__Provided data__
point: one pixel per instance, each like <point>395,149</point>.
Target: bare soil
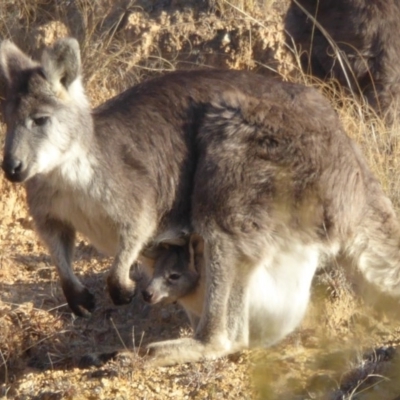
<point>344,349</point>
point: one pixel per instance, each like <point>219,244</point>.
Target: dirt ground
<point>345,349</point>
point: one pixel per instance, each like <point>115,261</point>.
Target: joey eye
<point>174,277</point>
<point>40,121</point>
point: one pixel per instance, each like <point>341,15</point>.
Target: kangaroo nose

--

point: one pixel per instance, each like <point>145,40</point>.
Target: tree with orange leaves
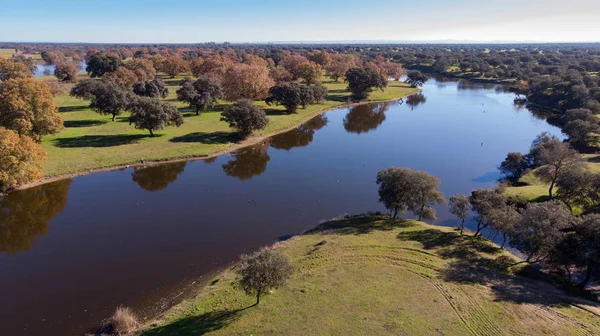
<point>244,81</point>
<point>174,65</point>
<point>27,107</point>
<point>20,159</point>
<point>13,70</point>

* * *

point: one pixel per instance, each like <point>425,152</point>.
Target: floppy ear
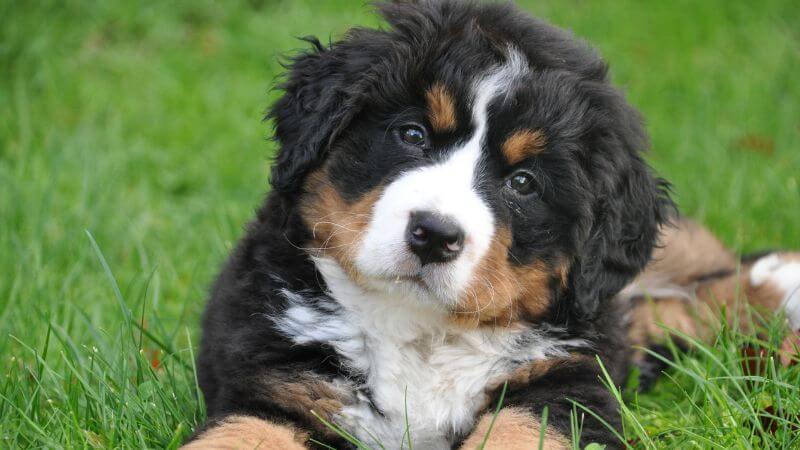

__What you will do__
Return, exactly as they stand, the lines above from the one with "Target: bare soil" to the one with "Target: kangaroo nose", omitting any pictures among them.

__Your response__
Target: bare soil
<point>344,349</point>
point: one pixel per instance, each like <point>219,244</point>.
Target: dirt ground
<point>345,349</point>
point: one pixel per instance, each like <point>115,261</point>.
Target: joey eye
<point>174,277</point>
<point>40,121</point>
point: one pixel per instance, each like <point>341,15</point>.
Target: kangaroo nose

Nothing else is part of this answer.